Exercise | In the lines below, find the one that contains "Target: window" and write it out exactly, along with every line that follows it.

──────── Data section ────────

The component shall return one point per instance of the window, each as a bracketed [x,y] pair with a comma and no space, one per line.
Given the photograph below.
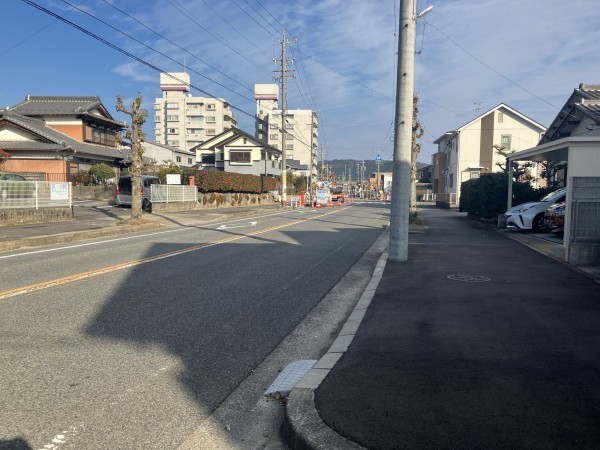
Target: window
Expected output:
[239,157]
[195,119]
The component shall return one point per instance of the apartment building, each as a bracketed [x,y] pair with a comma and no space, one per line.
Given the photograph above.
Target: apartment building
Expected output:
[184,121]
[300,139]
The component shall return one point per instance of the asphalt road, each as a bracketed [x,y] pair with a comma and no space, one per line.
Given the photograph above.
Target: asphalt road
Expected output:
[134,342]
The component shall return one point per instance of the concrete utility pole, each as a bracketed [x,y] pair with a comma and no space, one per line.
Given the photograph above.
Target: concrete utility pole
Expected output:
[284,75]
[398,245]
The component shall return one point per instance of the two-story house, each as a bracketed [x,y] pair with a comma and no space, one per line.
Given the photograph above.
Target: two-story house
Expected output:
[58,136]
[237,151]
[471,149]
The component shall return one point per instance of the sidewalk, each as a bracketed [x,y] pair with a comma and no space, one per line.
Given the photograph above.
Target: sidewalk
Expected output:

────────

Task response |
Target: window
Expected output:
[239,157]
[195,119]
The component shall return one point per instance of the apartment building, each as a bracketed [x,y] pair with a comma and no space, one per line.
Given the photograph above.
Target: apartment building
Expected output:
[184,121]
[300,139]
The component shall return one point per instance of the asphalt road, each as a bracketed [x,y] pair with a comma and no space, one per line.
Given the photograph above.
Target: asphalt road
Expected output:
[134,342]
The component shall return one point per instance of the concrete utility pole, each as a bracketed [x,y] pair with a comma and no space, one per line.
Given the photograph above.
Target: concrete utility pole
Expected output:
[284,75]
[398,245]
The component shall return one point per instance of the two-story house, each as a bracketed [x,y] pair with a comma and no space, one per line.
Given the photograph above.
Target: two-story house
Expected output:
[58,136]
[237,151]
[471,149]
The component shall return one point per instance of the sidewalk, each as a bracketed [x,y] pair with a comma and no space, one per line.
Given the photograph above.
Target: sidewalk
Expected output:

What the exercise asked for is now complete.